→ Objective
Set down every line of the items below verbatim, leaving the pictures out.

→ Entries from a point annotation set
################

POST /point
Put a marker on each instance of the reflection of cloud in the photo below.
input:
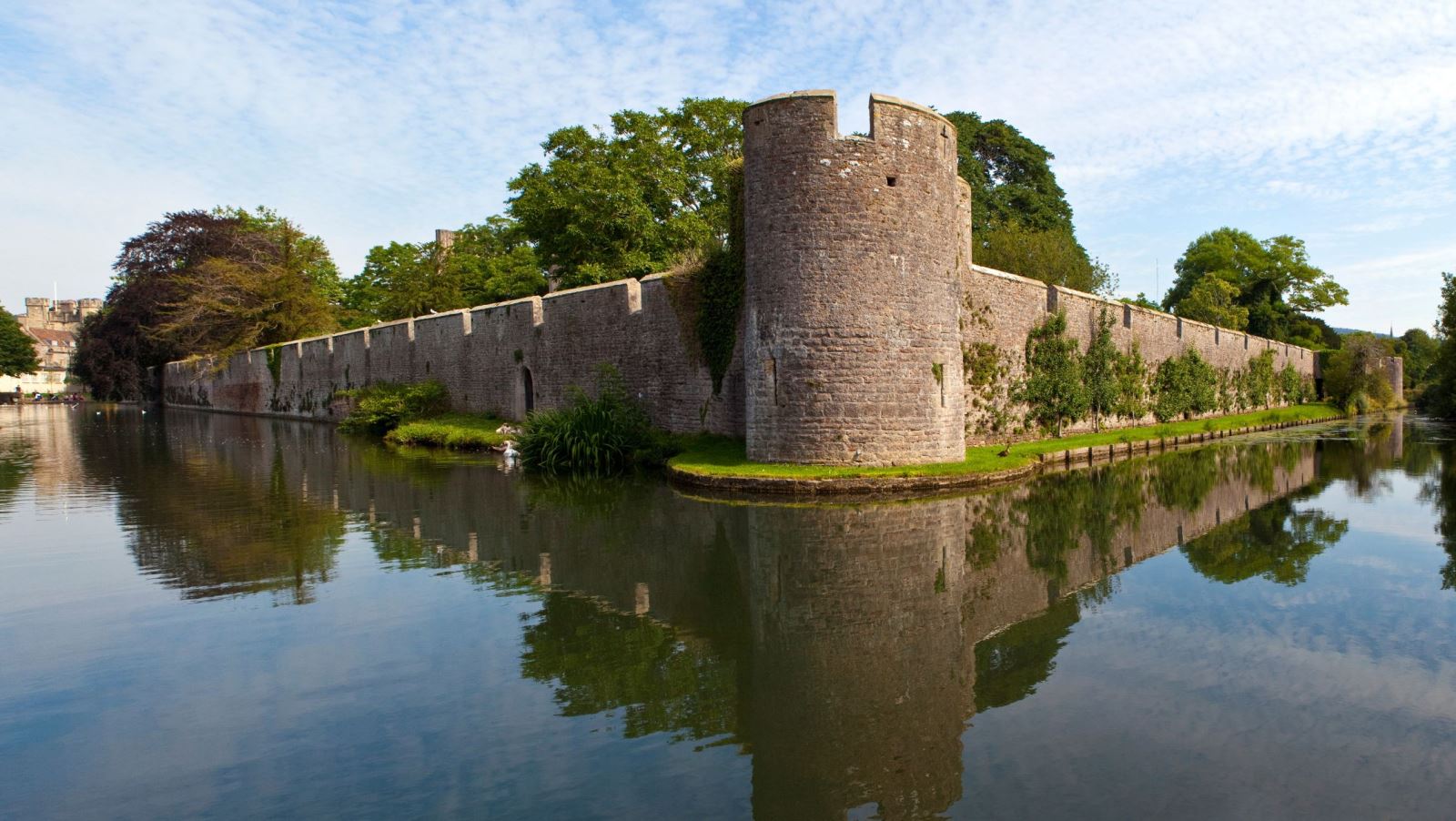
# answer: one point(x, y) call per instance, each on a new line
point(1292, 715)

################

→ Expected output
POST /point
Put a marker on each instance of the reflection of cloud in the photo below.
input:
# answer: one point(x, y) call per instance, each on a new line
point(1292, 715)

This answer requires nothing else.